**Activity:** A faithful copy of the data is what is wanted, minus any pictures.

**Available data:**

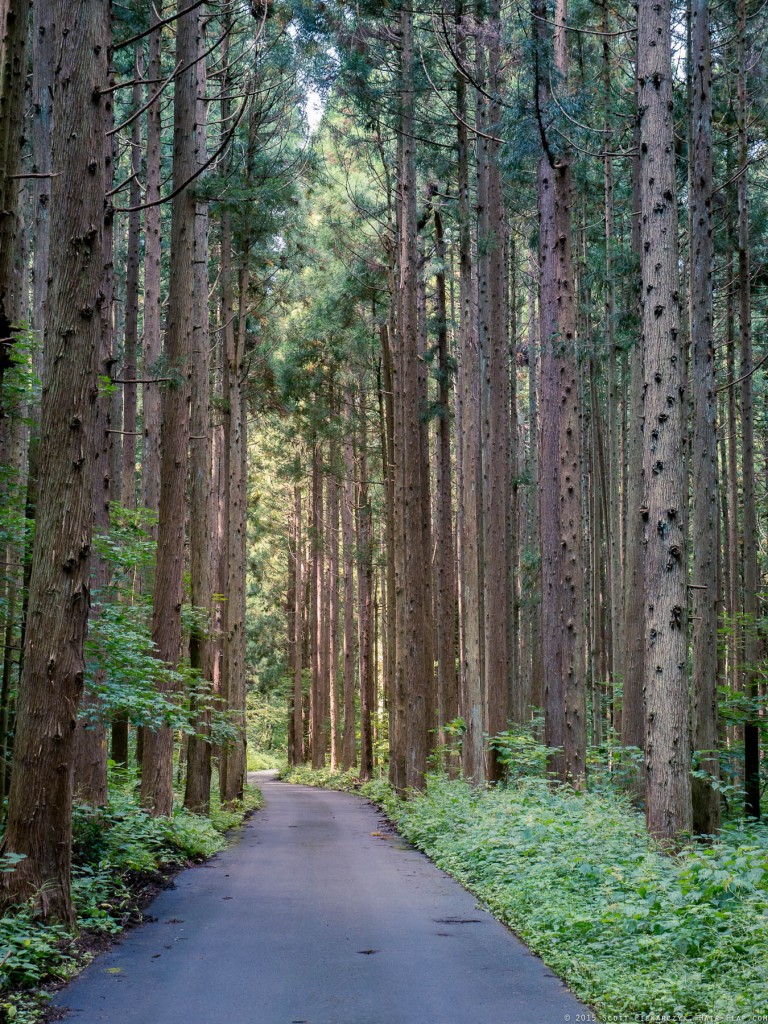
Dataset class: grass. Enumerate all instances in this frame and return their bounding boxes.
[282,763,768,1023]
[0,779,262,1023]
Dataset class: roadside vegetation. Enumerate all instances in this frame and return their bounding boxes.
[283,736,768,1024]
[0,774,261,1023]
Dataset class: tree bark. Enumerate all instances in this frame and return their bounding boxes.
[0,0,31,418]
[456,0,485,784]
[535,0,586,786]
[0,0,109,924]
[356,389,374,780]
[398,6,431,790]
[638,0,692,841]
[341,395,357,770]
[433,207,459,756]
[736,0,760,821]
[141,0,198,816]
[689,0,720,835]
[185,26,215,814]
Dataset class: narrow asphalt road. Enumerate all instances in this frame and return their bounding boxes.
[55,774,590,1024]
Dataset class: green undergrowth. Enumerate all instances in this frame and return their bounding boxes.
[282,764,768,1023]
[0,781,262,1023]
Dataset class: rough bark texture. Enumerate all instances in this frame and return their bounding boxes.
[74,68,116,809]
[327,452,341,770]
[185,32,214,814]
[341,398,357,770]
[535,0,586,786]
[0,0,108,924]
[141,1,198,816]
[689,0,720,835]
[621,131,645,752]
[0,0,30,418]
[291,485,304,764]
[120,53,142,512]
[356,390,374,780]
[309,441,325,768]
[141,6,163,526]
[736,0,760,822]
[456,0,485,784]
[638,0,692,840]
[398,7,431,790]
[433,208,459,754]
[479,1,511,780]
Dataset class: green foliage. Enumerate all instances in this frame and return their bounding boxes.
[488,722,554,782]
[285,766,768,1022]
[0,777,262,1019]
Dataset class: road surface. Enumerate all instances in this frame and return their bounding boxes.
[55,773,590,1024]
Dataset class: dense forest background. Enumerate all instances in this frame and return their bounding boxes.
[0,0,766,965]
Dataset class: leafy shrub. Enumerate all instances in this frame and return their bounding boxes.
[0,780,261,1019]
[288,766,768,1022]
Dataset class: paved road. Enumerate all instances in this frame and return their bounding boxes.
[55,774,590,1024]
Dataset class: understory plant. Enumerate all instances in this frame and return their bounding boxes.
[283,763,768,1023]
[0,777,261,1022]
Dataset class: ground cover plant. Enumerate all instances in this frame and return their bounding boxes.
[0,779,261,1023]
[283,762,768,1023]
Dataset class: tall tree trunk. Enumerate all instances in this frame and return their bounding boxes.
[141,1,199,816]
[219,255,249,804]
[291,484,304,764]
[398,6,431,790]
[433,207,459,755]
[112,50,144,769]
[0,0,31,420]
[357,389,374,780]
[185,28,215,813]
[736,0,760,821]
[689,0,720,835]
[479,0,511,779]
[74,74,116,808]
[327,445,341,770]
[309,439,325,768]
[456,0,485,784]
[121,53,143,512]
[621,125,645,753]
[341,397,357,770]
[0,0,109,924]
[526,254,543,716]
[535,0,586,786]
[141,2,163,519]
[638,0,692,841]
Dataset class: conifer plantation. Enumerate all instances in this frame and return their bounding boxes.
[1,0,768,1019]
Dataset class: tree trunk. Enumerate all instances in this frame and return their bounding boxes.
[121,52,143,512]
[456,0,485,784]
[185,27,215,814]
[0,0,31,418]
[356,389,374,780]
[309,440,325,768]
[535,0,586,786]
[327,445,341,770]
[638,0,692,841]
[341,396,357,770]
[74,74,116,809]
[736,0,760,821]
[433,208,459,756]
[479,1,511,780]
[141,1,199,816]
[291,485,304,764]
[621,125,645,753]
[0,0,109,924]
[689,0,720,835]
[398,7,431,790]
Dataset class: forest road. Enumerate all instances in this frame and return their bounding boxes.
[55,773,590,1024]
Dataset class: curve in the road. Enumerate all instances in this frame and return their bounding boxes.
[54,774,590,1024]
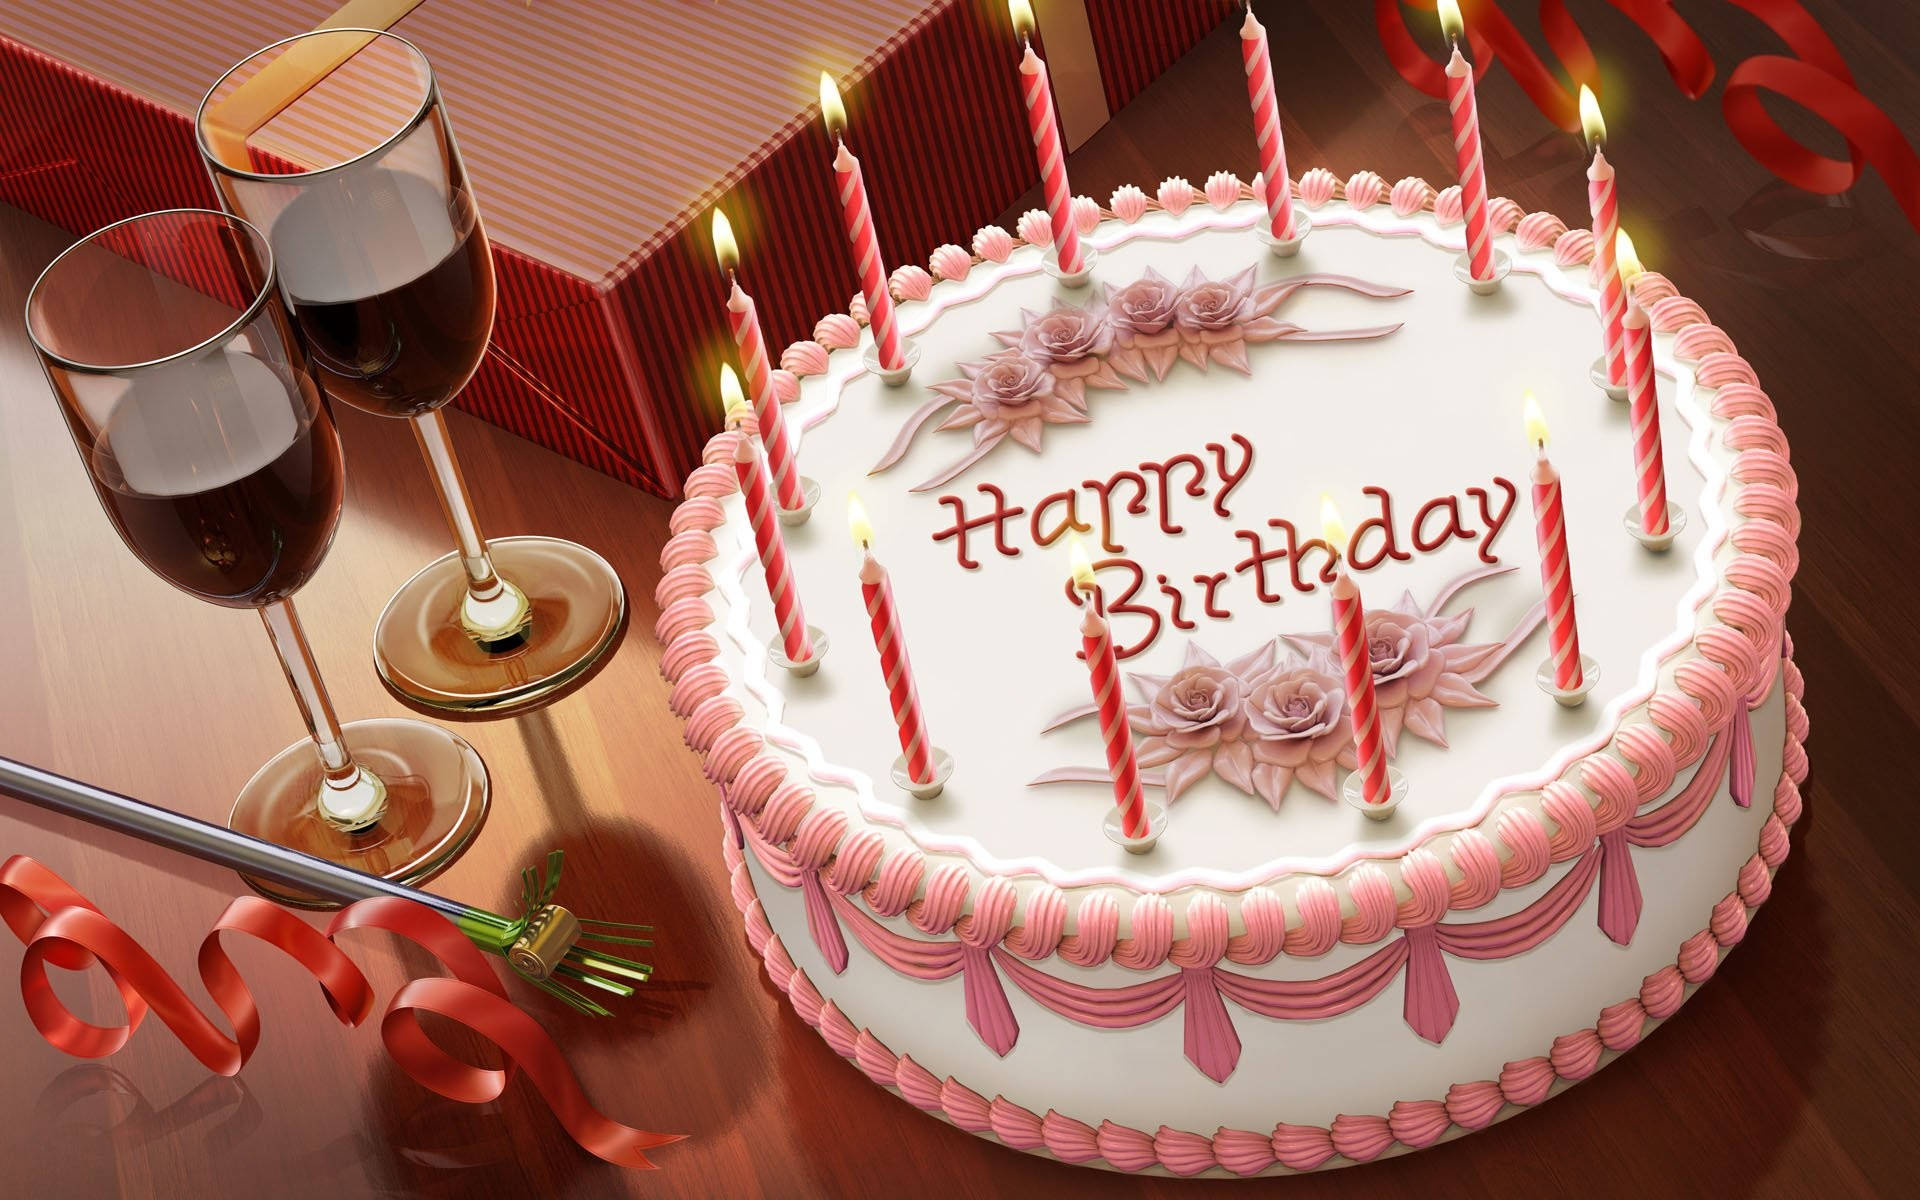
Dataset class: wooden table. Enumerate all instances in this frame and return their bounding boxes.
[4,3,1919,1195]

**Task solution:**
Dataset class: grass. Enumerate all instances in this frame and return their bounding boxes.
[282,763,768,1023]
[0,779,262,1023]
Dataset class: roadside vegetation. Enumerate all instances in this frame and return their bounding boxes.
[283,736,768,1024]
[0,774,261,1023]
Dataset class: tree bark. Enumerate all instances in this frame and return their bounding boxes.
[0,0,31,418]
[456,0,485,784]
[535,0,586,786]
[0,0,109,924]
[356,389,374,780]
[398,6,431,790]
[638,0,692,841]
[341,395,357,770]
[433,207,459,756]
[736,0,760,821]
[141,0,198,816]
[689,0,720,835]
[185,26,215,814]
Dataset class: narrow asphalt road. Enumerate all instances in this frame and return their bounding boxes.
[55,774,590,1024]
Dataset class: green undergrowth. Enumerate all instances in this frame and return their bounding boxes.
[282,764,768,1023]
[0,781,262,1023]
Dataset class: rough bark texture. Enumerate all instances in this frame and return their bounding boxes.
[74,68,116,809]
[327,452,341,770]
[185,32,214,814]
[341,398,357,770]
[535,0,586,786]
[0,0,108,924]
[141,1,198,816]
[689,0,720,835]
[621,131,645,752]
[0,0,30,418]
[291,485,304,764]
[120,53,142,512]
[356,390,374,780]
[309,441,325,768]
[141,6,163,526]
[736,0,760,822]
[456,0,485,784]
[638,0,692,840]
[398,7,431,790]
[433,208,459,754]
[479,1,511,780]
Dataset class: green foliage. Enumerate all instances in this frame and return their bounding boxes.
[488,722,554,782]
[285,766,768,1022]
[0,777,262,1019]
Dataset class: road surface. Enumerate all instances in this frame and return their bounding boxes.
[55,773,590,1024]
Dataset class: dense forest background. Enumerate all instances in this frame and return their bounding boxes.
[0,0,766,965]
Dataset class: leafy shrub. Enumerate all instances in this frame and return their bounding boxes.
[0,780,261,1019]
[288,766,768,1022]
Dataset class: paved road. Enumerate all instances in this frame and return their bounding boxes.
[55,774,590,1024]
Dataset class: understory plant. Enumerate all instances in this frame and return their bounding boxes.
[283,763,768,1023]
[0,777,261,1022]
Dataset class: ground cover plant. Enumerate all instances in this frame and return their bounding boxes.
[0,779,261,1023]
[283,762,768,1023]
Dataset class: tall tree trunk. Enumerate all instances in this frame and return their bounding boxes.
[141,1,199,816]
[219,255,249,804]
[291,484,304,764]
[398,6,431,790]
[433,207,459,755]
[112,50,144,769]
[0,0,31,420]
[357,389,374,780]
[185,28,215,813]
[736,0,760,821]
[689,0,720,835]
[479,0,511,779]
[74,74,116,808]
[327,445,341,770]
[309,439,325,768]
[456,0,485,784]
[121,53,143,512]
[621,125,645,753]
[341,397,357,770]
[0,0,109,924]
[526,254,543,716]
[535,0,586,786]
[141,2,163,519]
[638,0,692,841]
Dataset class: conifer plantation. Enumerate all instances in this frame and return their bounding boxes.
[1,0,768,1019]
Dataset class: tree trunk. Enumerate all instances in this frame and return their bounding boxes.
[121,52,143,512]
[456,0,485,784]
[185,27,215,814]
[0,0,31,418]
[356,389,374,780]
[309,440,325,768]
[535,0,586,786]
[327,445,341,770]
[638,0,692,841]
[341,396,357,770]
[74,74,116,809]
[736,0,760,821]
[433,208,459,756]
[479,1,511,780]
[141,1,199,816]
[291,485,304,764]
[621,125,645,753]
[0,0,109,924]
[689,0,720,835]
[398,7,431,790]
Dataset class: forest road. Enumerate all instances in this frame and return their bounding boxes.
[55,773,590,1024]
Dataset class: curve in the road. Enumerate all instances in this frame and return their bounding boxes.
[54,774,590,1024]
Dataset class: wooden table. Enumerate all instances in this frame and return their bounding boxes.
[4,3,1919,1195]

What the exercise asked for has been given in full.